[Rijen uit een dataset]
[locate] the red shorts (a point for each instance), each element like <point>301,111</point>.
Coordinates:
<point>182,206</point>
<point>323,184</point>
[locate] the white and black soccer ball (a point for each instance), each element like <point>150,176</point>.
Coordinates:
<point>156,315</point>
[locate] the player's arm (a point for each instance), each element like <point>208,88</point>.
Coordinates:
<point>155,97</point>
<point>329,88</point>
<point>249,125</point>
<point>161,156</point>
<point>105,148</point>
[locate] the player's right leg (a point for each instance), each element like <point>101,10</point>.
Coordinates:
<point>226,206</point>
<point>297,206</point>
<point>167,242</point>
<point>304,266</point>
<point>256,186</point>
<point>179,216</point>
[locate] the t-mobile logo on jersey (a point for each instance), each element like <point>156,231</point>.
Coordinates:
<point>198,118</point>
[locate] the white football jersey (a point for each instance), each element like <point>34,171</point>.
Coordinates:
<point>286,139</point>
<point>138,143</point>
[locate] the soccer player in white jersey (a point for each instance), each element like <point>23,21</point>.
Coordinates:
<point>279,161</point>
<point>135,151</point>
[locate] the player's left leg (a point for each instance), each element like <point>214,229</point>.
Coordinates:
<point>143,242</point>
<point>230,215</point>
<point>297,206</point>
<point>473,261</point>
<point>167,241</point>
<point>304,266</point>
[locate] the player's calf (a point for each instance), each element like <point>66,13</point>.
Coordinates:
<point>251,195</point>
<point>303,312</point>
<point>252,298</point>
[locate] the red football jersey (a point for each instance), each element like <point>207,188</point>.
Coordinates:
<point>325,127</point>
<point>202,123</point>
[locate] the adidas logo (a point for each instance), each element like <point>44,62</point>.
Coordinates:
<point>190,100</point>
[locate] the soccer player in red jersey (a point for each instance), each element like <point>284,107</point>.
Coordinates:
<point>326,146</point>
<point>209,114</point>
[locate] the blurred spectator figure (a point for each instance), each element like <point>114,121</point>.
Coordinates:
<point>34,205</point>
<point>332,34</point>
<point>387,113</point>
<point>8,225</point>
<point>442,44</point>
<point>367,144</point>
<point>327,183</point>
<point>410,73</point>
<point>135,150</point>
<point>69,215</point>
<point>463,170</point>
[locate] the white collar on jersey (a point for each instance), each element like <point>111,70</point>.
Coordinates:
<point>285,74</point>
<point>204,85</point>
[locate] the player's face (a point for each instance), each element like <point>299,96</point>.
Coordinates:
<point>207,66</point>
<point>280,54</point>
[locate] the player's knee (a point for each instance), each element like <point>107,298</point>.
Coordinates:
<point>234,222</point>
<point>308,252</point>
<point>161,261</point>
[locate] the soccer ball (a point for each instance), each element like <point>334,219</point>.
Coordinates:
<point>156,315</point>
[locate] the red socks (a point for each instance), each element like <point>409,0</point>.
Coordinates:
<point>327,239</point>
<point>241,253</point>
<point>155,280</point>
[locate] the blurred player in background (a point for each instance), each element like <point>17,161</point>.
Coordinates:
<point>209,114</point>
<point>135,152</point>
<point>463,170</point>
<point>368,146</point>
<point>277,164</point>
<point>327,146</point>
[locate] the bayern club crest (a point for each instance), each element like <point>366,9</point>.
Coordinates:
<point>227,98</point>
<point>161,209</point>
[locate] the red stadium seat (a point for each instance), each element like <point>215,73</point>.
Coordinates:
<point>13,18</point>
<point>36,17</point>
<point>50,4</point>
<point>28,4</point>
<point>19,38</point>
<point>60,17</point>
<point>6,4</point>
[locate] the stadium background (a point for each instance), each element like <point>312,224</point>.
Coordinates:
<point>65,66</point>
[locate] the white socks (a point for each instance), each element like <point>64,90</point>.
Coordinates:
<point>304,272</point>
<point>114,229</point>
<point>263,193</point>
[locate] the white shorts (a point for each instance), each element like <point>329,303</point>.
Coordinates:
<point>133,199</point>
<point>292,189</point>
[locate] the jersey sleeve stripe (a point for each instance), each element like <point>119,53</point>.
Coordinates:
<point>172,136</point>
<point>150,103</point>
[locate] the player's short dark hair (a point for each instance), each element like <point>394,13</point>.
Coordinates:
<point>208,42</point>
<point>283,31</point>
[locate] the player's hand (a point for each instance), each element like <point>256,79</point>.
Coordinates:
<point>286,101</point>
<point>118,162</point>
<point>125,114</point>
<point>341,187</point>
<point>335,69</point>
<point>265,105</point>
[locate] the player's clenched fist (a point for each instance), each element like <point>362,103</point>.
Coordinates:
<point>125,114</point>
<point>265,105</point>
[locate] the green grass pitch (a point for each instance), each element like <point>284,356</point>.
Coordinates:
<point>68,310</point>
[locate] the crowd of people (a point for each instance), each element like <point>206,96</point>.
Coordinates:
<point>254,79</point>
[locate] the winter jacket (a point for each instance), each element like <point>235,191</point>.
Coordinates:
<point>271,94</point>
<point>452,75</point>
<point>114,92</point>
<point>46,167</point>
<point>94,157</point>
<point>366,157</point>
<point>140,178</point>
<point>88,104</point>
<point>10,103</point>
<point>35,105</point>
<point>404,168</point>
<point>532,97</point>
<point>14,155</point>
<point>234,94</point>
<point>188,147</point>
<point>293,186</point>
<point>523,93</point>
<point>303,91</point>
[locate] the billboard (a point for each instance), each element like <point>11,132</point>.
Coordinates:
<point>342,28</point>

OPDRACHT EN EISEN: Zet alleen het stuk van de regel met "[locate] the blurred player" tot en met de regel met "<point>161,209</point>" om in een genummerde lijst. Laat lege regels weg.

VOLLEDIG ANTWOORD:
1. [locate] the blurred player in background (a point for each instance), each element like <point>17,161</point>.
2. Coordinates:
3. <point>209,114</point>
4. <point>135,152</point>
5. <point>463,170</point>
6. <point>368,146</point>
7. <point>277,164</point>
8. <point>327,146</point>
9. [locate] the bayern club crest (a point for each instance), each element like <point>366,9</point>.
10. Coordinates:
11. <point>227,98</point>
12. <point>161,209</point>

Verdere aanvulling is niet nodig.